Darrell V. McGraw, Jr., Esq. H. Wyatt Hanna, III, Esq.
Attorney General
Hanna & Page
Stephen Stockton, Esq.
South Charleston, West Virginia
Senior Assistant Attorney General Attorney for the Appellee
Charleston, West Virginia
Attorneys for the Appellants
Walton S. Shepherd, III, Esq.
Sissonville, West Virginia
Attorney for Amicus Curiae,
Roger White
The Opinion of the Court was delivered PER CURIAM.
JUSTICE MCGRAW dissents and reserves the right to file a dissenting opinion.
1. On appeal of an administrative order from a circuit court, this Court is bound by the statutory standards contained in W. Va. Code § 29A-5-4(a) and reviews questions of law presented de novo; findings of fact by the administrative officer are accorded deference unless the reviewing court believes the findings to be clearly wrong. Syllabus point 1, Muscatell v. Cline, 196 W. Va. 588, 474 S.E.2d 518 (1996).
2. Interpreting a statute or an administrative rule or regulation presents a purely legal question subject to de novo review. Syllabus point 1, Appalachian Power Co. v. State Tax Department of West Virginia, 195 W. Va. 573, 466 S.E.2d 424 (1995).
3. Where the language of a statute is clear and without ambiguity the plain meaning is to be accepted without resorting to the rules of interpretation. Syllabus point 2, State v. Elder, 152 W. Va. 571, 165 S.E.2d 108 (1968).
4. In the absence of any definition of the intended meaning of words or terms used in a legislative enactment, they will, in the interpretation of the act, be given their common, ordinary and accepted meaning in the connection in which they are used. Syllabus point 1, Miners in General Group v. Hix, 123 W. Va. 637, 17 S.E.2d 810 (1941), overruled on other grounds by Lee-Norse Co. v. Rutledge, 170 W. Va. 162, 291 S.E.2d 477 (1982).
5. Where a particular construction of a statute would result in an
absurdity, some other reasonable construction, which will not produce such absurdity, will
be made. Syllabus point 2, Newhart v. Pennybacker, 120 W. Va. 774, 200 S.E. 350 (1938).

---+---

### Written tasks
a - Write out the court opinion between "4. In the absence" and "S.E. 350 (1938).", inclusive, swapping "absurdity" for "irrational outcome".
b - Pick up the court opinion after its last sentence and keep writing it.

### Supplied records
---+---

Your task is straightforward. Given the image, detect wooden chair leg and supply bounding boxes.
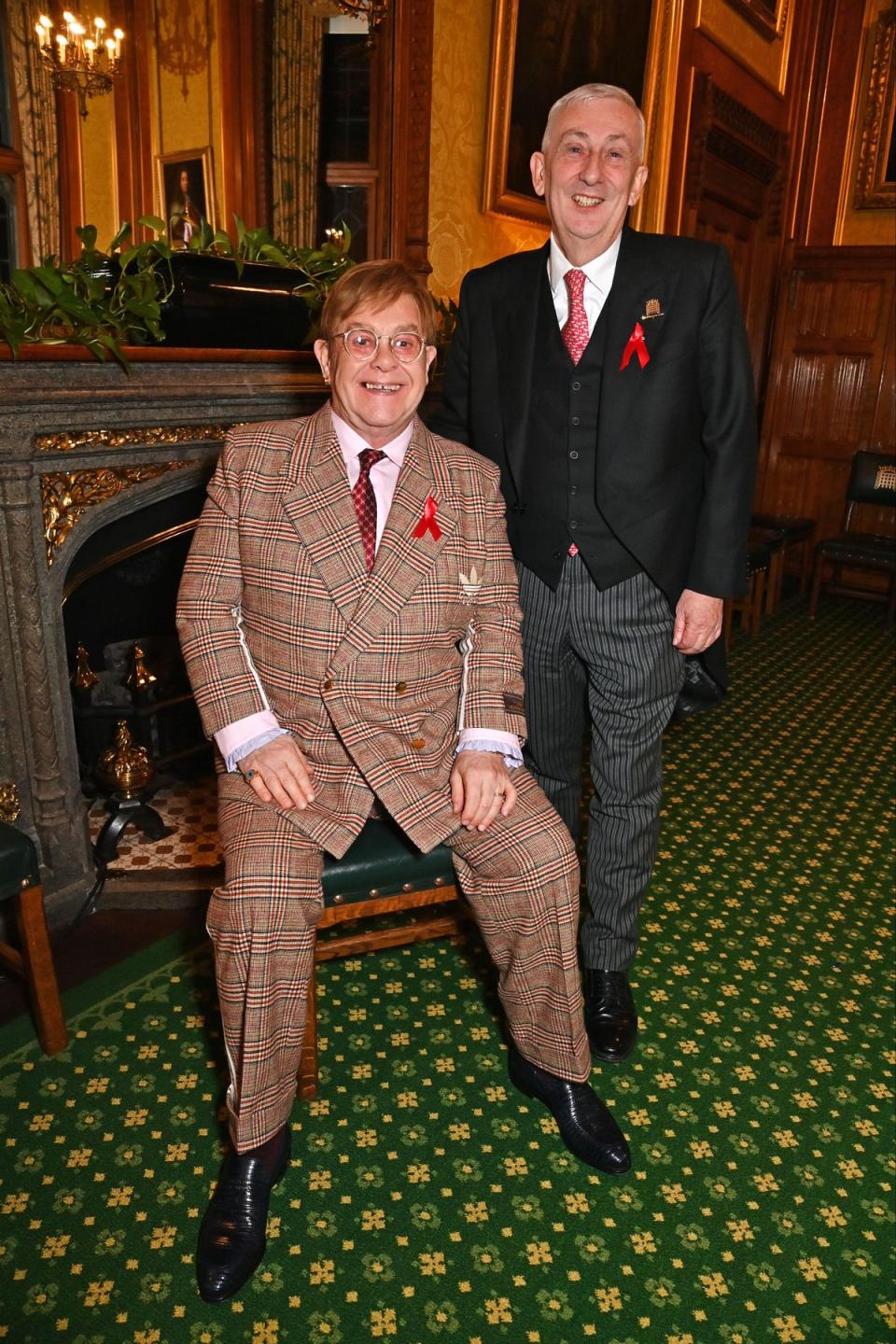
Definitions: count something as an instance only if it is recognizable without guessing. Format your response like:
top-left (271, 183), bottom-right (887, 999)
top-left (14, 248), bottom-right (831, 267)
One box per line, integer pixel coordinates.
top-left (799, 537), bottom-right (811, 596)
top-left (808, 555), bottom-right (825, 621)
top-left (747, 570), bottom-right (765, 636)
top-left (296, 966), bottom-right (317, 1100)
top-left (765, 547), bottom-right (785, 616)
top-left (18, 887), bottom-right (68, 1055)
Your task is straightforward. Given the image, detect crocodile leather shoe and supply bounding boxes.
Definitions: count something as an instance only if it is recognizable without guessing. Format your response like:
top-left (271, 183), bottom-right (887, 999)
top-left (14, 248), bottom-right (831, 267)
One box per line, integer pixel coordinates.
top-left (196, 1125), bottom-right (290, 1302)
top-left (581, 966), bottom-right (638, 1064)
top-left (508, 1045), bottom-right (631, 1176)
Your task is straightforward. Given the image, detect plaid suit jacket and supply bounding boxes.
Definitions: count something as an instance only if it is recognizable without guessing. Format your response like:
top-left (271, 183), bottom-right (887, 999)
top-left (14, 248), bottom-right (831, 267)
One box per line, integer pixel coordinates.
top-left (177, 406), bottom-right (525, 858)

---+---

### Responses for each task
a -
4. In the absence of any definition of the intended meaning of words or terms used in a legislative enactment, they will, in the interpretation of the act, be given their common, ordinary and accepted meaning in the connection in which they are used. Syllabus point 1, Miners in General Group v. Hix, 123 W. Va. 637, 17 S.E.2d 810 (1941), overruled on other grounds by Lee-Norse Co. v. Rutledge, 170 W. Va. 162, 291 S.E.2d 477 (1982).
5. Where a particular construction of a statute would result in an
irrational outcome, some other reasonable construction, which will not produce such irrational outcome, will
be made. Syllabus point 2, Newhart v. Pennybacker, 120 W. Va. 774, 200 S.E. 350 (1938).

b -
Per Curiam:
The appellants herein and respondents below, the West Virginia Racing
Commission and its constituent members [hereinafter collectively referred to as the Racing
Commission], appeal from an order entered March 26, 2003, by the Circuit Court of
Kanawha County. By the terms of that order, the circuit court found that the appellee
herein and petitioner below, Harvey Maupin, Jr. [hereinafter referred to as Maupin], was
entitled to collect monies from the West Virginia Greyhound Breeding Development Fund
[hereinafter referred to as the Fund], W. Va. Code § 19-23-10(d) (1995) (Repl. Vol.
2001) and W. Va. C.S.R. § 178-2-51 (2000), based upon his ownership of two greyhounds.
On appeal to this Court, the Racing Commission contends that the circuit court erred by
allowing Maupin, who allegedly co-owns the dogs in question with a non-West Virginia
resident, to participate in the Fund. Upon a review of the parties' arguments, the record
submitted for appellate consideration, and the pertinent authorities, we affirm the circuit
court's ruling.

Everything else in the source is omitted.